* Begin Reading text *
The word ‘label’ to refer to ‘text in an exhibition’ is a hang-up of ivory tower snobbery and needs to stop. And ‘didactic’ to mean ‘a panel on the wall with lots of words on it’ is even worse. Ready to argue? OK.

Labels

The word ‘label’ in Australian and US Museums is ubiquitous in exhibition development. I have come across ‘wall labels’ and ‘case labels’ and ‘screen labels’ — the term is used whenever there is text. Why does it bother me so? Let’s get the definitions:

Wikipedia:
a classifying phrase or name applied to a person or thing

Merriam Webster:
a :a slip (as of paper or cloth) inscribed and affixed to something for identification or description
b :written or printed matter accompanying an article to furnish identification or other information
c :a descriptive or identifying word or phrase

So in our context, a label is a device that carries information, and that information is directly and only related to the object it labels. Implied is that the reading of said label will increase ones knowledge of the object. There’s nothing wrong with this

Some assumptions of mine — the purpose of an exhibition is to connect audiences with objects and stories, with the desired result that their knowledge, emotional world and social connection grows. If a person is moved but remembers no facts — that’s fine. If they learn a lot of facts but don’t really feel much — that’s fine as well. We respect difference, and we are happy with multiple outcomes.

So the term label conflicts with this in two ways. First, it puts objects at the inviolable centre of the exhibition. This is a sucky assumption — sometimes the storytelling is unrelated to objects. Oral histories, to take a supersimple example, might be the exhibition’s major assets and audience connection. How could words with a screen of audio oral histories be called a ‘label’?
* End Reading text *
* Begin Items *
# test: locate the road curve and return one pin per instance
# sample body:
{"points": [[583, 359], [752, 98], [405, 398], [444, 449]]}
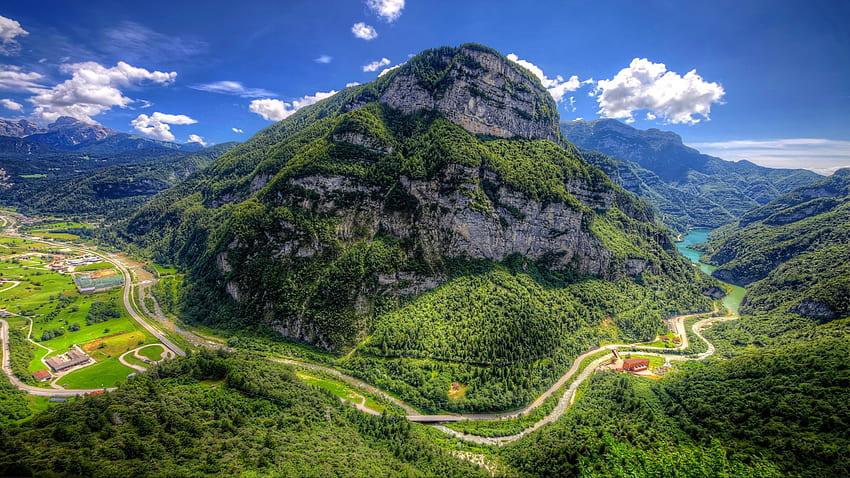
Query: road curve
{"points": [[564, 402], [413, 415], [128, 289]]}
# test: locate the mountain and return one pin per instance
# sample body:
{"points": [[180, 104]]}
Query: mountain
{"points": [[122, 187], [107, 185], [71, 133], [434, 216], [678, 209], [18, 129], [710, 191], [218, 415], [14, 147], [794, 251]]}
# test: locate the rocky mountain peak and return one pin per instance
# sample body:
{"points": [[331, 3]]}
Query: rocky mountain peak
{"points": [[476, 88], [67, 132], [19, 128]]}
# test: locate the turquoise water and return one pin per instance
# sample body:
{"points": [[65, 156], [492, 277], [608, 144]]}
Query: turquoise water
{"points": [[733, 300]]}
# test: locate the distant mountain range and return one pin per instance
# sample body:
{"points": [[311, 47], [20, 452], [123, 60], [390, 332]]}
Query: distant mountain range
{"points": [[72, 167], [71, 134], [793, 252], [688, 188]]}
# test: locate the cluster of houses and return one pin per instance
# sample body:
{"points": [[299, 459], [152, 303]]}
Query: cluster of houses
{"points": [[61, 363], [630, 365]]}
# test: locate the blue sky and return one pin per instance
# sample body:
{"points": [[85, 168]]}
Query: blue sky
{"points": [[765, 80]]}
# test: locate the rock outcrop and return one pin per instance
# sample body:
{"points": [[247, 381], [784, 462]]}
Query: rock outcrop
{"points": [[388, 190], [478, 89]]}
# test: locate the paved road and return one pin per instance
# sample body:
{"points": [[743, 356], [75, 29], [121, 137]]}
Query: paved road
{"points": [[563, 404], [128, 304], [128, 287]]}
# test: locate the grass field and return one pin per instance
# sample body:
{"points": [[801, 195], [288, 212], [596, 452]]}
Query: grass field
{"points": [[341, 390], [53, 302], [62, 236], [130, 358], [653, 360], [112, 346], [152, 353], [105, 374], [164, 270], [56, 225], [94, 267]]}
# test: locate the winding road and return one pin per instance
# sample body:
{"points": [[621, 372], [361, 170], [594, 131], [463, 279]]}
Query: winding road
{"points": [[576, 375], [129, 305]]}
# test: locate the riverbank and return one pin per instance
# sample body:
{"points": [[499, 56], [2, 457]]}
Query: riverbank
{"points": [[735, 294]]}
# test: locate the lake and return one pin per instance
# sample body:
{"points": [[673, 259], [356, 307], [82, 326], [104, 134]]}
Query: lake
* End Items *
[List of tasks]
a – Answer these questions from the museum-label essay:
(i) Besides "label," which word does the author object to for a wall panel with a lot of text on it?
(ii) In the Merriam Webster definition marked "a," what two materials are given for the slip?
(iii) What example does the author give of storytelling that may be unrelated to objects?
b – Resume the museum-label essay from where it stops.

[Answers for the tasks]
a –
(i) "Didactic."
(ii) Paper or cloth.
(iii) Oral histories.

b –
Secondly, both ‘label’ and ‘didactic’ puts factual communication as the prime purpose of text in an exhibition. All the words in the definition are grounded in the domain of knowledge. I once saw a funery urn (I forget where) with words alongside saying ‘what will happen when you die? Will anyone remember you?’ That’s really great text, prompting all sorts of emotional responses. But it’s not in any way a ‘label’.

I wrote one once, for an echidna collected by Darwin, that was simply

…in order to secure them, it was necessary to jump off one’s horse as quickly as possible, otherwise, they would have disappeared by burrowing into the sandy soil…

There’s no information there about the object, not really. But it’s a very different picture of Darwin to the beardy old guy. This is a good label (my remembering it 19 years later is a clue!).

I think it also reinforces a model of museum practice that could be expressed as:

Museum = (Room containing [ [wall panel] + [painting + label] x n ] ) x n

I think we should be thinking of ‘words’ like we do ‘sound’ or ‘image’ – something that enables meaning-making by an audience. We start with the audience and the meaning and orient our text within the panoply of engagement options. There’s a compelling case that wall panels and zero labels might be better, or object labels and zero wall panels, but this isn’t something one can engage with unless we overt and discuss this underlying thinking implied by our language.

Why do I care? I think it leads us to default to this model – somewhat art gallery-ish – when for many (science museum, social history museum) it isn’t automatically the best.

And I think it makes us lazy. If the facts are there, the label is ‘correct’. We rarely have conversation about the label’s purpose, so ‘some facts about the object’ becomes the default. And when our practice is suffused with informational assumptions, we do not make the effort to level up heart with head, feeling with fact. We may choose that factual communication is the core purpose of this text right here by the object. But let’s make that a choice not a default.

Language is powerful. We, in our colonially-derived organisations, know this. Our use of language is important if we are to serve our audiences well. We should develop our practice to be genuinely ‘media neutral’ — all the types of purpose in an exhibition might be delivered through all types of medium, so we should detox our noun phrases from our didactic academic assumptions.